Analogy: A class roster listing student names with each assignment submitted: “Alice — HW1, Alice — HW2, Alice — HW3”… Alice’s name repeats endlessly. Separate the student list from the submissions, and the name appears just once.

Practical tip: Most teams use single-column BIGINT AUTO_INCREMENT PKs, so 2NF violations are rare. Watch for them only in junction tables (N:M relationships) with composite keys.

2.3 3NF — “Only values determined directly by the PK”

With 2NF satisfied, look at an employees table:

CREATE TABLE employees (
    id BIGINT PRIMARY KEY,
    name VARCHAR(50),
    department_id INT,
    department_name VARCHAR(50)   -- Does this belong here?
);

| id | name    | department_id | department_name |
|----|---------|:---:|------------|
| 1  | Alice   | 10  | Engineering |
| 2  | Bob     | 10  | Engineering |
| 3  | Charlie | 20  | Marketing   |

Ask: “What do I need to know the department name?”

* TASKS TO COMPLETE
1) Repeat the database normalization text above from "Practical tip: Most" to "with composite keys.".
2) Carry on writing the database normalization text, starting after its final sentence.

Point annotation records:
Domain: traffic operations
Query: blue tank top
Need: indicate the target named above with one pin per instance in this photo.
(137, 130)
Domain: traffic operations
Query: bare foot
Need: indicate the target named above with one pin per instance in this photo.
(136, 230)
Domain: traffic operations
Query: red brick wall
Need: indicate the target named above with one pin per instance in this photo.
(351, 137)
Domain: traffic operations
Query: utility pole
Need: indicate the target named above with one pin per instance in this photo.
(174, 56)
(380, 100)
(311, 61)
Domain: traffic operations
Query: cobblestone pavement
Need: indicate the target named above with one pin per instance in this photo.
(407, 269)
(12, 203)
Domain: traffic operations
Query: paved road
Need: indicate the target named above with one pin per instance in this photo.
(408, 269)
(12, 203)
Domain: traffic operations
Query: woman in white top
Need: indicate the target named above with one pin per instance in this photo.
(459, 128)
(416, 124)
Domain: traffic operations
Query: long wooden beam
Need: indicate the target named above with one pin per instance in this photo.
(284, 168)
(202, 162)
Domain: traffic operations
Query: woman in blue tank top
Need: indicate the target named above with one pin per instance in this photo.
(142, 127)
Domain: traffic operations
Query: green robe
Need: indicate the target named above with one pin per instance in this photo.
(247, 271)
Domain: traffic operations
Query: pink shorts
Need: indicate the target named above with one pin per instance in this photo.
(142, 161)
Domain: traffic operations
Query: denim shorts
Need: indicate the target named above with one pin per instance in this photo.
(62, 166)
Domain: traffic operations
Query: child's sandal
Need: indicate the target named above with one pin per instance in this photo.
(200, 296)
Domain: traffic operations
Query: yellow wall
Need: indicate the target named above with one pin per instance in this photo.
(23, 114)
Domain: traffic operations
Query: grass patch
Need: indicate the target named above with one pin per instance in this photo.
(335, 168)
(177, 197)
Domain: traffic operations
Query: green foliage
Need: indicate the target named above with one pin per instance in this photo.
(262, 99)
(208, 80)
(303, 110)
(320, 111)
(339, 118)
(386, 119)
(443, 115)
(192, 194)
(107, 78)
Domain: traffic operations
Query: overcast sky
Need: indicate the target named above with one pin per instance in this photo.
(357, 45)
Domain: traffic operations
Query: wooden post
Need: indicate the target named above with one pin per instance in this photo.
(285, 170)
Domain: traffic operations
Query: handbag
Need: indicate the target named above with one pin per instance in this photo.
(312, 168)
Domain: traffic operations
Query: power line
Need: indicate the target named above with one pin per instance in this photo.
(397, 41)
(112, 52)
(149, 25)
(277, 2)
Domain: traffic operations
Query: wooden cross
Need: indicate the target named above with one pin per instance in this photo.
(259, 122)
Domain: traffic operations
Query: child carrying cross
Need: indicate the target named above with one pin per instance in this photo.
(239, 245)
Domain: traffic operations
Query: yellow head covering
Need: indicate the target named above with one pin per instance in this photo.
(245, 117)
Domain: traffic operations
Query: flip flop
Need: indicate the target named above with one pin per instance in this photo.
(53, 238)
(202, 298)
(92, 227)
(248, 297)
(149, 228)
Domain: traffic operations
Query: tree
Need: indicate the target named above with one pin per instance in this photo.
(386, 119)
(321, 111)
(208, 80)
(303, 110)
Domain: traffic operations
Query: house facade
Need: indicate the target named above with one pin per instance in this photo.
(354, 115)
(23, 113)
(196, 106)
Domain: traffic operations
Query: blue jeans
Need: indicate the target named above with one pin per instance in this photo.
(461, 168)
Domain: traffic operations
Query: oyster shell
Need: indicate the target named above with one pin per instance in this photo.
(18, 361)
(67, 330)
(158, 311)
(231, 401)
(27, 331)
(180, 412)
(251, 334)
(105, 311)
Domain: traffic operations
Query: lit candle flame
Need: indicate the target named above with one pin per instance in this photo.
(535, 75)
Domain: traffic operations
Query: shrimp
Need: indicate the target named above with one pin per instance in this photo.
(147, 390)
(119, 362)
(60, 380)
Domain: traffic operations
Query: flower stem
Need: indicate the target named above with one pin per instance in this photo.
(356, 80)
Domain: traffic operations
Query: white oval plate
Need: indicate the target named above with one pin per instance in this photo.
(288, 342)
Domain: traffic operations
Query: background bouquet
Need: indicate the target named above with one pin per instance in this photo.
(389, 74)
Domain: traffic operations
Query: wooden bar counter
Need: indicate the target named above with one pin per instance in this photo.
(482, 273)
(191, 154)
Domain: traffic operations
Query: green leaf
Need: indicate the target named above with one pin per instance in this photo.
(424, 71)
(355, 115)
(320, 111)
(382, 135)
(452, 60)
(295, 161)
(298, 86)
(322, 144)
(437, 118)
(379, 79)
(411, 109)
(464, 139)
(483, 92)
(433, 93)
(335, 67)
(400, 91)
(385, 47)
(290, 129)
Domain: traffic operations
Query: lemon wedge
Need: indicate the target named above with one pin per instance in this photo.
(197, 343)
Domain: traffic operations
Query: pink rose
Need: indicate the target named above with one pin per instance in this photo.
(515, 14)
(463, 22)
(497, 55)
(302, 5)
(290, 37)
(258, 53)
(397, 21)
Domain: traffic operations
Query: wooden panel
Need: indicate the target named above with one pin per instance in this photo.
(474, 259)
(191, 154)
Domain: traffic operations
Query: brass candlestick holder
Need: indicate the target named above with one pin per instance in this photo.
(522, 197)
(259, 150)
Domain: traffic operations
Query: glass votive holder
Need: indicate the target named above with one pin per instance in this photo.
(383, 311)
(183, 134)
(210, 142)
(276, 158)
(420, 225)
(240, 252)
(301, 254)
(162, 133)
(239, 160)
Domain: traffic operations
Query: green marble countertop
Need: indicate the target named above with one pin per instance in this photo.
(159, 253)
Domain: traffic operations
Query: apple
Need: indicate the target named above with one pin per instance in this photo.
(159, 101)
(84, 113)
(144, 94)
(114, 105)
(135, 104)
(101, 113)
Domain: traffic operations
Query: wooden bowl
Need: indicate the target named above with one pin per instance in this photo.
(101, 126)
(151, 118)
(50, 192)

* THE REPLIES
1)
Practical tip: Most teams use single-column BIGINT AUTO_INCREMENT PKs, so 2NF violations are rare. Watch for them only in junction tables (N:M relationships) with composite keys.

2)
Employee ID → Department ID → Department name. The department name is determined by the department, not the employee.
But it’s in the employee table, so if Engineering has 100 people, “Engineering” is stored 100 times.

Engineering gets renamed to “Product Engineering”?

UPDATE employees SET department_name = 'Product Engineering' WHERE department_id = 10;
-- Must update 100 rows. Miss one?
-- Some department_id = 10 employees say "Engineering", others say "Product Engineering".

-- Department info goes in a departments table
CREATE TABLE departments (
    id INT PRIMARY KEY,
    name VARCHAR(50) NOT NULL
);

CREATE TABLE employees (
    id BIGINT PRIMARY KEY,
    name VARCHAR(50) NOT NULL,
    department_id INT NOT NULL,
    FOREIGN KEY (department_id) REFERENCES departments(id)
);
-- Rename department = update 1 row in departments. Done.

Analogy: Think of zip codes and addresses. If zip code “10001” gets redistricted, you update one row in the zip code table — not every customer’s address individually.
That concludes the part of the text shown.